• [Given exercise]: Will you write out all the entries below exactly?

• [Data entries]:
━━━━━━━━━━━━━━━━━━━━━━━━━━━━━━

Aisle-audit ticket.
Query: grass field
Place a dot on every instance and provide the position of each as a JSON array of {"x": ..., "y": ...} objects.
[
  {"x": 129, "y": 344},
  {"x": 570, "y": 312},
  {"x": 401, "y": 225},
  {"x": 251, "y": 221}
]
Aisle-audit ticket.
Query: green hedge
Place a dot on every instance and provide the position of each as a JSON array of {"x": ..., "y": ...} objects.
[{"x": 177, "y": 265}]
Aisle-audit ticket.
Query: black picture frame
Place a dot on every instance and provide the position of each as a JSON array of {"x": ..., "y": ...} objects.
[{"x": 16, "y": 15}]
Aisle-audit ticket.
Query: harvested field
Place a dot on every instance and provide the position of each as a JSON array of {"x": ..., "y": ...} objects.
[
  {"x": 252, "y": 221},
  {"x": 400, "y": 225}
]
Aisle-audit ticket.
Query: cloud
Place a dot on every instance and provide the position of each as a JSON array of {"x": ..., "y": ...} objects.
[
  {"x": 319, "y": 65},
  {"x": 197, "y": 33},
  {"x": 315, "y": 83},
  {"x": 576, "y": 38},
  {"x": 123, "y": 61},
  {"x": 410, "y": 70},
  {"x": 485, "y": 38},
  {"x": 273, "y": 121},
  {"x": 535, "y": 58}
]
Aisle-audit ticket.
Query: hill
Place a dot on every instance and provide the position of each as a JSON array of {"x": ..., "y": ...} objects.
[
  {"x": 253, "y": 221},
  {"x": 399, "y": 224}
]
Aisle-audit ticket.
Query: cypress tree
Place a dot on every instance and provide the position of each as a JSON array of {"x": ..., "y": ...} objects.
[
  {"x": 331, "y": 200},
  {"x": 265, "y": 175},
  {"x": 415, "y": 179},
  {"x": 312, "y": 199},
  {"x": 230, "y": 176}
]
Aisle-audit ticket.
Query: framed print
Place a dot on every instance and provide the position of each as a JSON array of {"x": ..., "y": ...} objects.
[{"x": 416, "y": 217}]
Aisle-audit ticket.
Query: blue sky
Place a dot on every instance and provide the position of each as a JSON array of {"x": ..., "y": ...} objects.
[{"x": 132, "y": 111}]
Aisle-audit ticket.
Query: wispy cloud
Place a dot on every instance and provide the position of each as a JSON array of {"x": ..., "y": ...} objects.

━━━━━━━━━━━━━━━━━━━━━━━━━━━━━━

• [Output of the exercise]:
Aisle-audit ticket.
Query: grass field
Place a dot on every instance and provide the position of each as a JSON array of {"x": ..., "y": ...} objects.
[
  {"x": 129, "y": 344},
  {"x": 570, "y": 312},
  {"x": 401, "y": 225},
  {"x": 251, "y": 221}
]
Aisle-audit ticket.
Query: green hedge
Place a dot on every instance and provide the position of each as a JSON array of {"x": ..., "y": ...} objects.
[{"x": 177, "y": 265}]
Aisle-audit ticket.
Query: black picture frame
Place a dot on every instance and provide the position of each as a JSON array of {"x": ..., "y": ...} objects.
[{"x": 16, "y": 15}]
Aisle-audit ticket.
Query: harvested field
Place a dot on every instance and provide the position of each as a JSON array of {"x": ..., "y": ...} objects.
[
  {"x": 252, "y": 221},
  {"x": 400, "y": 225}
]
Aisle-audit ticket.
Query: cloud
Place a dot on every instance and provide the position of each as a JSON array of {"x": ..., "y": ...} objects.
[
  {"x": 319, "y": 65},
  {"x": 197, "y": 33},
  {"x": 315, "y": 83},
  {"x": 576, "y": 38},
  {"x": 123, "y": 61},
  {"x": 410, "y": 70},
  {"x": 485, "y": 38},
  {"x": 273, "y": 121},
  {"x": 535, "y": 58}
]
Aisle-audit ticket.
Query: hill
Place a dot on every instance and provide the position of each as a JSON array of {"x": ..., "y": ...} objects.
[
  {"x": 253, "y": 221},
  {"x": 399, "y": 224}
]
Aisle-audit ticket.
Query: cypress tree
Place a dot on every instance and provide the position of each as a JSON array of {"x": ..., "y": ...} objects.
[
  {"x": 331, "y": 200},
  {"x": 265, "y": 175},
  {"x": 415, "y": 179},
  {"x": 312, "y": 199},
  {"x": 230, "y": 176}
]
Aisle-audit ticket.
Query: framed print
Place a dot on every instance and provide the position of each as a JSON array of {"x": ..., "y": ...} objects.
[{"x": 416, "y": 217}]
Aisle-audit ticket.
Query: blue sky
Place a dot on every instance and provide the position of each as a JSON array of {"x": ..., "y": ...} objects.
[{"x": 132, "y": 111}]
Aisle-audit ticket.
Query: wispy cloud
Place a dot on every instance and provide the position of each as a JSON array of {"x": ..., "y": ...} objects.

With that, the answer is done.